> [Reading text]
Italian stallion Luca Barbareschi doesn’t quite cut it as Billy. He has a fairly strong continental accent that gets in the way of some dialogue and feels out of place with the rest of the cast; and despite having played the role previously in Italy, it feels as though he doesn’t quite understand all his lines, which makes the comedy fall flat. However, he does have a pleasant singing voice and certainly makes an effort with the character.

The ensemble are all sexy and energetic, and ensure the pace doesn’t let up throughout the show.

- Caroline Ansdell


Note: The following FIVE-STAR review dates from August 2004 and an earlier West End cast.

I've literally lost count of the number of times I've now seen Chicago, currently in its seventh year at the Adelphi Theatre, but one thing I do know: I simply never tire of watching this sensationally cynical show about sex, murder, celebrity and newspaper headlines.

And lately the show has been making the headlines again itself, thanks to the arrival in the cast of David Hasselhoff as Billy Flynn - an actor whose programme biography modestly states that he is "listed in the Guinness Book of World Records as The Most Watched TV Star in the World, thanks to starring roles in both Knight Rider and Baywatch." He was, we also discover, once named "Most Popular and Best Selling Artist of the Year in Germany," due to a late 80s album from which a song, “Looking for Freedom”, apparently became "an anthem for the German people," and which he sang "atop the Berlin Wall during the German reunification celebration".

With fans cheering his entrance onstage and others at the stage door sporting "We Love the Hoff" tee-shirts, a show about the phoney values of celebrity has clearly become a vehicle for the indulgence of one. But the amazing thing about both the resilience of this extraordinary piece of musical theatre writing and the ironic layers that this show is enveloped in is that, far from disrupting its tale of monstrous ego and vanity, Mr Hasselhoff's appearance becomes a reflective mirror of his character's own principal preoccupations. Only the arrival of OJ Simpson (but in the role of Velma Kelly, who kills her husband and sister) could push the boundaries between art and life more effectively.

But "the Hoff" is no slouch when it comes to taking on the preening role of Billy. Taller than anyone else onstage, he is the personification of the cheese-meets-sleaze qualities to give us the ol' razzle-dazzle required. He's as simultaneously repulsive as the show itself continues to be wonderfully seductive.

> [Listing]
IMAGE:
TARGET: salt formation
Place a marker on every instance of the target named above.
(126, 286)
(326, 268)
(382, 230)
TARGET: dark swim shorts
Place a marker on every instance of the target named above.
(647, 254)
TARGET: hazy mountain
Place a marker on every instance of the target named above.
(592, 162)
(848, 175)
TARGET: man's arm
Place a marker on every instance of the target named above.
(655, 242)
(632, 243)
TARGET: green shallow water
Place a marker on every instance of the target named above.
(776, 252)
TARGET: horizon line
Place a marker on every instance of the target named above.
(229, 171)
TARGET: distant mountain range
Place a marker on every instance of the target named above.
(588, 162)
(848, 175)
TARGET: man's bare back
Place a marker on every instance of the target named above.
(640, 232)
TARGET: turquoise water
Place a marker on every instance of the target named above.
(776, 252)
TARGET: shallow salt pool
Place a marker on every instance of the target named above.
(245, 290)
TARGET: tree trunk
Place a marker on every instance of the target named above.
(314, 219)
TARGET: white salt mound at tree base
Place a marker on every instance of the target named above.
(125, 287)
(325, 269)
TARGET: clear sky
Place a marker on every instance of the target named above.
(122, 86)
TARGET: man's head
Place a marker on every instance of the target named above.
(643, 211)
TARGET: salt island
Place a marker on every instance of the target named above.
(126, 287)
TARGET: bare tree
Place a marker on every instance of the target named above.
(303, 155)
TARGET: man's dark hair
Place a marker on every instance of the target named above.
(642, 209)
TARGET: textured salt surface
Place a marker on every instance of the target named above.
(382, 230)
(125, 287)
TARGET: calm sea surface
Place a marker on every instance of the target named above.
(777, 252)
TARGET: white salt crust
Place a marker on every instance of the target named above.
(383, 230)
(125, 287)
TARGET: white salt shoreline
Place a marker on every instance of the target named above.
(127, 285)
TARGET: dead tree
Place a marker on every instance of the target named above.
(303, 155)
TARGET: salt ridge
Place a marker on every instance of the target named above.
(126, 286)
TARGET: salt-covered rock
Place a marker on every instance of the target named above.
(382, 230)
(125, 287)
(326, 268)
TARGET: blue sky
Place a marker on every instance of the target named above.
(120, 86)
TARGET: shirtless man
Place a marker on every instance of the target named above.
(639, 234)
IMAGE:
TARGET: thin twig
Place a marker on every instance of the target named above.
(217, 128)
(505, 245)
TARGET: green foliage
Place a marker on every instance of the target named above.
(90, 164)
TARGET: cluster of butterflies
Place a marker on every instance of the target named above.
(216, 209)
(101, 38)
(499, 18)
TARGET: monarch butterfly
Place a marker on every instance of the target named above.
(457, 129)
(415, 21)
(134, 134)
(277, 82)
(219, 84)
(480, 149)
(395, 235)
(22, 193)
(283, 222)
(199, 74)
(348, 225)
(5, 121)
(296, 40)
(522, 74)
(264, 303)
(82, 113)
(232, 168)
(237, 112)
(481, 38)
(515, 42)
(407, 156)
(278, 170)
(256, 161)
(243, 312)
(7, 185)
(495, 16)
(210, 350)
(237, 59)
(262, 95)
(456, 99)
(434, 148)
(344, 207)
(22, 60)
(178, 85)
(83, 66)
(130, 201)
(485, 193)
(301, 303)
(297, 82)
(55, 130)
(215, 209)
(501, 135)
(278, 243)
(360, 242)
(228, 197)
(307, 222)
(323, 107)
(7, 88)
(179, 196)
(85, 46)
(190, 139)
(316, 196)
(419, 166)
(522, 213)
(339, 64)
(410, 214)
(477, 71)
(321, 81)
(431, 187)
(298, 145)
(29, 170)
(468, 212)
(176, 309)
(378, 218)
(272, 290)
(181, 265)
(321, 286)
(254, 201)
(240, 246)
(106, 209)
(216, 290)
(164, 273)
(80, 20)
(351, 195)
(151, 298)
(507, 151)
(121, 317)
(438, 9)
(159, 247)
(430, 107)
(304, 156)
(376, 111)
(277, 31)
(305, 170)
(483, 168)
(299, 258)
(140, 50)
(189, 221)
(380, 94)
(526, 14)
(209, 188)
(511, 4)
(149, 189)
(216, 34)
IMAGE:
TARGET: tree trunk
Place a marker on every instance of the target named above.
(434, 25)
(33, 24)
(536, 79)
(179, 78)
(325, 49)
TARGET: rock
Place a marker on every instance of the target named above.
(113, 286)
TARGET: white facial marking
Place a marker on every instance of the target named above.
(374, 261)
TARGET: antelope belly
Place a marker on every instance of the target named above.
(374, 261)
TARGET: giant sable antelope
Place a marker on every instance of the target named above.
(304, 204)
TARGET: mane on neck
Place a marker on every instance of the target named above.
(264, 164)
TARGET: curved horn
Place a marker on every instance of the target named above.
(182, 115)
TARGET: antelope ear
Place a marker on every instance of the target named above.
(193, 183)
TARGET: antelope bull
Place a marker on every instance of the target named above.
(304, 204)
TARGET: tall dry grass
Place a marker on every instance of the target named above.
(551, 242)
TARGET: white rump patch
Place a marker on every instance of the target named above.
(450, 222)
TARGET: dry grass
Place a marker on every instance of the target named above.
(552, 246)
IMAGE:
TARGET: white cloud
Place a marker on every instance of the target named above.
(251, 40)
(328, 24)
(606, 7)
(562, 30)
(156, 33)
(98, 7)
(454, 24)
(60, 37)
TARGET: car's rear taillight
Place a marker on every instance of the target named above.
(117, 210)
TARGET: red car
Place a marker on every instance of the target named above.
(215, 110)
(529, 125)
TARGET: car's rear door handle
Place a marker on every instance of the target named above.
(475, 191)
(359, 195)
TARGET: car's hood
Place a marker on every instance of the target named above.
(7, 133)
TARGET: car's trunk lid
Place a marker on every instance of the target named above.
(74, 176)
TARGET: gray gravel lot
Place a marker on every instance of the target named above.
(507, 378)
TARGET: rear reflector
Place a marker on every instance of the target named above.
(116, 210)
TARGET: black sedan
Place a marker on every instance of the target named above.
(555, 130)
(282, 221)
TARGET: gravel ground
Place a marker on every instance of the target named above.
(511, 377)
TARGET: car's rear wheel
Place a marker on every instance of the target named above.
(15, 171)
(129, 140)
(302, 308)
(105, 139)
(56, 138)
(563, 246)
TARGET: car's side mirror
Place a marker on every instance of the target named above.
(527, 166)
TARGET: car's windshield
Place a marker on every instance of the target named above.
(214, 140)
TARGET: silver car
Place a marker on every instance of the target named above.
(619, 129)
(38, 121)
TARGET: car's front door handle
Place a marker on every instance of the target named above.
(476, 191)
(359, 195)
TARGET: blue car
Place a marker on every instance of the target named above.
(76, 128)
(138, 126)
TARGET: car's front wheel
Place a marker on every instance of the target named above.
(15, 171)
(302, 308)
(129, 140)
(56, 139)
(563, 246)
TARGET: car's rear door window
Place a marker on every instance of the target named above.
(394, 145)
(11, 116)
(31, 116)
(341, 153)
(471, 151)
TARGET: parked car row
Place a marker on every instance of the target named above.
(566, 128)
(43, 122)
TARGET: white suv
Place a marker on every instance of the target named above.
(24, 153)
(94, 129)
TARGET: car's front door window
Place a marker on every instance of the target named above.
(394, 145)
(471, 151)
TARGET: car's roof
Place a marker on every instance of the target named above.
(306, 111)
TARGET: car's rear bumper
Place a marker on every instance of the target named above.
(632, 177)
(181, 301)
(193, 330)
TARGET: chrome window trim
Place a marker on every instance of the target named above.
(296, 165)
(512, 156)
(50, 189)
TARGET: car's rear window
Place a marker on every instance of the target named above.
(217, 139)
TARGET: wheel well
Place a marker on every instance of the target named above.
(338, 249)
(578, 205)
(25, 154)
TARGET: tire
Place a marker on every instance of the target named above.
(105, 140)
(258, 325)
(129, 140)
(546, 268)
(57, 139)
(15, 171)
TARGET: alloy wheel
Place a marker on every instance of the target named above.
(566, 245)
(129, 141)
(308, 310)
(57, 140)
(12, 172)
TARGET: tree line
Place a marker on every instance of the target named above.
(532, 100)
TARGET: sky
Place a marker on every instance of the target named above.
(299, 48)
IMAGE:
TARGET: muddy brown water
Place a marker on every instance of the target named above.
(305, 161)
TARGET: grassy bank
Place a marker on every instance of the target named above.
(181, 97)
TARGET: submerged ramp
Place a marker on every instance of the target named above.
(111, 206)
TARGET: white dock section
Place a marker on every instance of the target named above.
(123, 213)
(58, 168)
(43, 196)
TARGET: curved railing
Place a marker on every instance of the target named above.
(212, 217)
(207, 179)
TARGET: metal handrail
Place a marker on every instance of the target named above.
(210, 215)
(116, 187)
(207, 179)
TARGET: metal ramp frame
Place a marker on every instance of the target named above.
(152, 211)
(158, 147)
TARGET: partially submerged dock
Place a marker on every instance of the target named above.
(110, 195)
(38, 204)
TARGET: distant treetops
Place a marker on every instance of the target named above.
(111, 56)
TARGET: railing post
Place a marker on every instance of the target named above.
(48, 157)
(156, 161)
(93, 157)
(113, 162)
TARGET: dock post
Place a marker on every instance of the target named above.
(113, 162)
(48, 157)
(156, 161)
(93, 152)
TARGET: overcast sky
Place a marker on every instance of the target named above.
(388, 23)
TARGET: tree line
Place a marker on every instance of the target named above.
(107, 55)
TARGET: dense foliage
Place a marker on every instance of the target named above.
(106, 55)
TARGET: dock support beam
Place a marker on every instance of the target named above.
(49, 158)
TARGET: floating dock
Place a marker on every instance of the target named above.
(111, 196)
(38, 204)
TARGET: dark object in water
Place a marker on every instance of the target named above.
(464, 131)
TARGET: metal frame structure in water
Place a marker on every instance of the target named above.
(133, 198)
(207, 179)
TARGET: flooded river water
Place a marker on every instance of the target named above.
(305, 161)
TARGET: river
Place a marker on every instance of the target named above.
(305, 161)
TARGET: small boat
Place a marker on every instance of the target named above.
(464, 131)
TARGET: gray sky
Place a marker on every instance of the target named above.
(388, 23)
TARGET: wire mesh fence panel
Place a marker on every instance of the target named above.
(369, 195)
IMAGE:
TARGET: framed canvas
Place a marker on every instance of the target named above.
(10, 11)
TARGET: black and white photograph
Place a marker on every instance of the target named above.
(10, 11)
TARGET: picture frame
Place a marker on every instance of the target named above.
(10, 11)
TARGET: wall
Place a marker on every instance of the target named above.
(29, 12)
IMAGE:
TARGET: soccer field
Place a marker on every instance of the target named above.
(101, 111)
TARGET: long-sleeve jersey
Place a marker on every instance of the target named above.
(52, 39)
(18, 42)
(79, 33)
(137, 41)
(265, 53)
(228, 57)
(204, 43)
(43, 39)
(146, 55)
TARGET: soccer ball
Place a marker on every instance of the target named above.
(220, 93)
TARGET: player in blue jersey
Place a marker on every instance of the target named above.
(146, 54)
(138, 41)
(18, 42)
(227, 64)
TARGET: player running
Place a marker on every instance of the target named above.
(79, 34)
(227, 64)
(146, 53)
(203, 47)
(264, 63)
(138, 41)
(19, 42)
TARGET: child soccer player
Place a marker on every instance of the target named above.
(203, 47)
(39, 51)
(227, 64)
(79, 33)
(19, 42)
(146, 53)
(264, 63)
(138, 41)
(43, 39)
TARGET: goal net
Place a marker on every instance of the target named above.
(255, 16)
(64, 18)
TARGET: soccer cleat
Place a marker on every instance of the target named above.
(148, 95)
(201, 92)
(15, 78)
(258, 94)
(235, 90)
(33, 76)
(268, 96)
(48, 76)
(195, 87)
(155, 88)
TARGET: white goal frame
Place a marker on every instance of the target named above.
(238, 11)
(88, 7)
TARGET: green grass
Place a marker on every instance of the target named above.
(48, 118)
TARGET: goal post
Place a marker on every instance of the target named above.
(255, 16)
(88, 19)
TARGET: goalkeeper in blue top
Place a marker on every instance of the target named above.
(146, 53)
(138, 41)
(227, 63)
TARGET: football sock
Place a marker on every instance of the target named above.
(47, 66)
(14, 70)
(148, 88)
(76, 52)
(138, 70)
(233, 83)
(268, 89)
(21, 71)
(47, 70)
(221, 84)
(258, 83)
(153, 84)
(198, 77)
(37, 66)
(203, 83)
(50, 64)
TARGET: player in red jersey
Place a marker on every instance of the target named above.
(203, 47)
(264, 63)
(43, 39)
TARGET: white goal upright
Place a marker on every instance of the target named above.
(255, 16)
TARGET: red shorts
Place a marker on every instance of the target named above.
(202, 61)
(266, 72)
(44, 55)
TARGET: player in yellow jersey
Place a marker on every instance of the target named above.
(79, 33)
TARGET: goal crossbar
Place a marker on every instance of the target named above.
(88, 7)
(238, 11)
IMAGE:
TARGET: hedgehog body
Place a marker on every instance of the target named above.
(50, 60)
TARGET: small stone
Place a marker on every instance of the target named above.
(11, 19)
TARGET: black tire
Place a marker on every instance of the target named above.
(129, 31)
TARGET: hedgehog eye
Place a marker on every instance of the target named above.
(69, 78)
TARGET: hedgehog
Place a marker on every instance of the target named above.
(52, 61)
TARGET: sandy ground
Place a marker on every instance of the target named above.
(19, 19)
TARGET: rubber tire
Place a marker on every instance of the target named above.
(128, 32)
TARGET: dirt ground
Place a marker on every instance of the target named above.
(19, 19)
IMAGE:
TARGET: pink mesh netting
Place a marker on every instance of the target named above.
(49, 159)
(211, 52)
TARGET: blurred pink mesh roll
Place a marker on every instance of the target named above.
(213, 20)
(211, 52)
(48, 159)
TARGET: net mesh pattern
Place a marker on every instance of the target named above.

> [Exercises to complete]
1 - Reproduce the records from the line containing "TARGET: player in yellow jersey" through the end of the records, switching every "hedgehog" to "porcupine" and leaving everything else unchanged.
2 - Carry on the review of the musical Chicago, starting right after its last sentence.

> [Task answers]
1 -
TARGET: player in yellow jersey
Place a marker on every instance of the target named above.
(79, 33)
TARGET: goal crossbar
Place a marker on every instance of the target named above.
(88, 7)
(238, 11)
IMAGE:
TARGET: porcupine body
Place a marker on every instance of the target named above.
(50, 60)
TARGET: small stone
Place a marker on every instance of the target named above.
(11, 19)
TARGET: black tire
Place a marker on every instance of the target named above.
(129, 31)
TARGET: porcupine eye
Place a marker on every instance of the target named above.
(69, 78)
TARGET: porcupine
Place a marker on every instance of the target named above.
(52, 61)
TARGET: sandy ground
Place a marker on every instance of the target named above.
(19, 19)
TARGET: rubber tire
Place a marker on every instance of the target named above.
(128, 32)
TARGET: dirt ground
Place a marker on every instance of the target named above.
(19, 19)
IMAGE:
TARGET: pink mesh netting
Place a marker on every instance of the target named above.
(49, 159)
(211, 52)
TARGET: blurred pink mesh roll
Place a marker on every instance of the target named above.
(213, 20)
(211, 52)
(48, 159)
TARGET: net mesh pattern
Place a marker on every instance of the target named above.

2 -
And though I have seen both better Roxie’s and Velma’s than Rebecca Thornhill and Anita Louise Combe respectively, I have seldom seen two who are so perfectly matched as these two, physically as well as emotionally. They complement each other to stunningly powerful effect, reasserting this show's irresistibly glittering take on America and justice and what they stand for.

- Mark Shenton


Note: The cast has changed since the writing of this review. For current cast details, please see the Chicago listing entry. If you have seen the current cast and would like to share your views please go to the user reviews section.

After Martine McCutcheon's much publicised but now disastrous run in {My Fair Lady::E882984732768} - where she garnered good reviews but has so far missed more performances than she has actually given - it's a relief to report that Denise van Outen is showing up nightly (and twice on matinee days) for Chicago.

It's even better to find that she's no mere casting gimmick, but really, really good. She looks the part, gloriously; she acts the part, delightfully; she dances the part, terrifically; and she even sings the part, appealingly. She's the business. And it's obvious she's put in the work to make sure that she is.

The show - a bitterly cynical but hilariously true account of the culture of celebrity - has met its perfect match. Van Outen is Roxie Hart, who murders her lover Fred Casely in a jealous rage when he threatens to leave her, and turns her crime into the stuff of showbusiness. Acquitted thanks to the efforts of her brilliant lawyer, Billy Flynn (the silkily smooth Clarke Peters, back in the show briefly en route to taking over the lead in {The Witches of Eastwick::E68893670}), Roxie takes up a vaudeville career with an equally heartless murderess, Velma Kelly (the stunningly leggy Leigh Zimmerman, looking like Rita Hayworth on stalks).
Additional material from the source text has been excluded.